___ Data entries

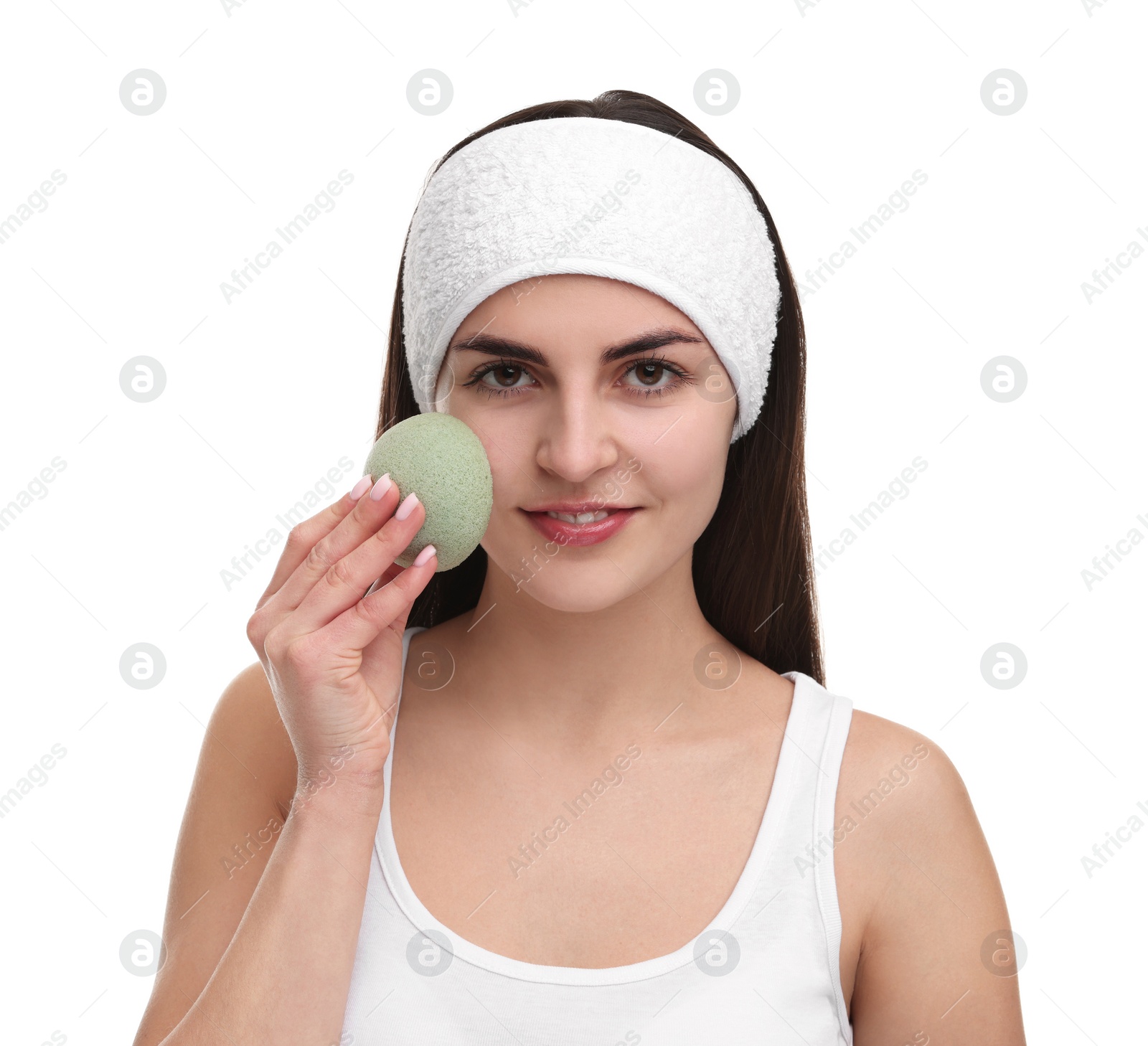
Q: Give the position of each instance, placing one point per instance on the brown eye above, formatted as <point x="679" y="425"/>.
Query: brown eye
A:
<point x="649" y="372"/>
<point x="505" y="376"/>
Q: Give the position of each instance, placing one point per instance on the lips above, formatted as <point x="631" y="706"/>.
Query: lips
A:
<point x="580" y="534"/>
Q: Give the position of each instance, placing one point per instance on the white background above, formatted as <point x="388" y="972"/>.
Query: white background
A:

______

— Written exercise —
Copy every line of the records above word for word, leaving out the pictures.

— Answer —
Q: Give the position of each instance, placing one point per instance on the brown eye above, formatted as <point x="679" y="425"/>.
Query: brown eye
A:
<point x="649" y="372"/>
<point x="505" y="376"/>
Q: Give the position of each instance, placing one point per instance on the lips above, formatted as <point x="631" y="706"/>.
Query: lips
A:
<point x="580" y="534"/>
Q: Give the position of each instance, placing one point per instance on the white background above, formatted as <point x="388" y="972"/>.
Query: white background
A:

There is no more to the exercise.